Among the records below, determine how many lines have the word "laid" in them; output only the number.

• **Given information**
- - - - -

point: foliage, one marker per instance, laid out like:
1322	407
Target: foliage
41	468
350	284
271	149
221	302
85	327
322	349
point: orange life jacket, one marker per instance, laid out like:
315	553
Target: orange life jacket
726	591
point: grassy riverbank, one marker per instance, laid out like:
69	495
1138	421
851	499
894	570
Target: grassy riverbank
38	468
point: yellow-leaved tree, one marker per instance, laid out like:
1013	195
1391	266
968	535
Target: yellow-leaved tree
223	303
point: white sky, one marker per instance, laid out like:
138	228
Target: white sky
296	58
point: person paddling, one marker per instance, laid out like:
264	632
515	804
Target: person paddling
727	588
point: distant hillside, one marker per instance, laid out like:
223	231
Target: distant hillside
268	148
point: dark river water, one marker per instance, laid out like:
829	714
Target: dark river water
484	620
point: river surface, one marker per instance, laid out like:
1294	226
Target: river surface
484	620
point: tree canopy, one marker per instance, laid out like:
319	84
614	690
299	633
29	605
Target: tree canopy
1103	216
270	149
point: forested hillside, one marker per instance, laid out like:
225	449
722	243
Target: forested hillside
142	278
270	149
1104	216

- - - - -

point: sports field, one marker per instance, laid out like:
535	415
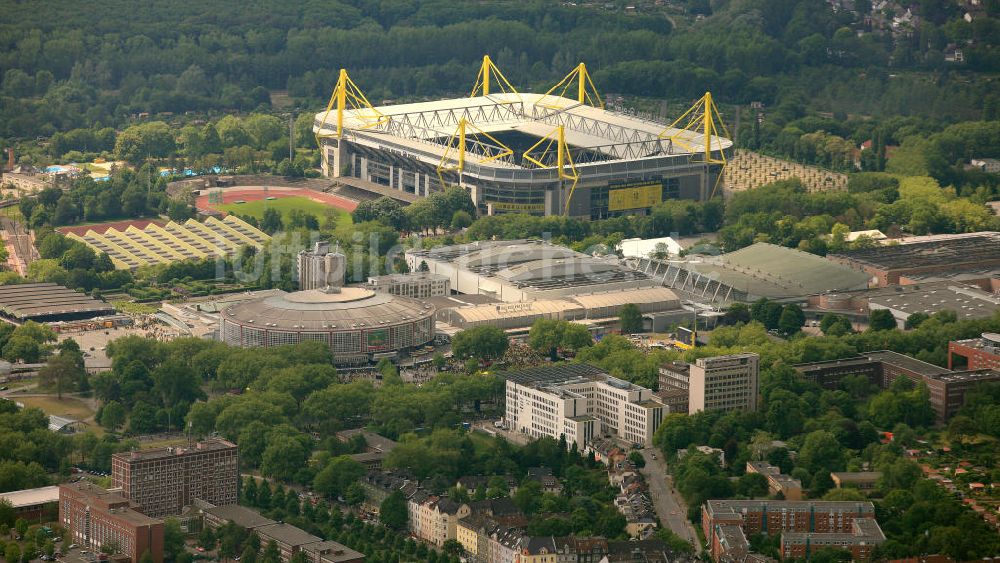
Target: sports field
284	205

- - - - -

• **Answer space**
12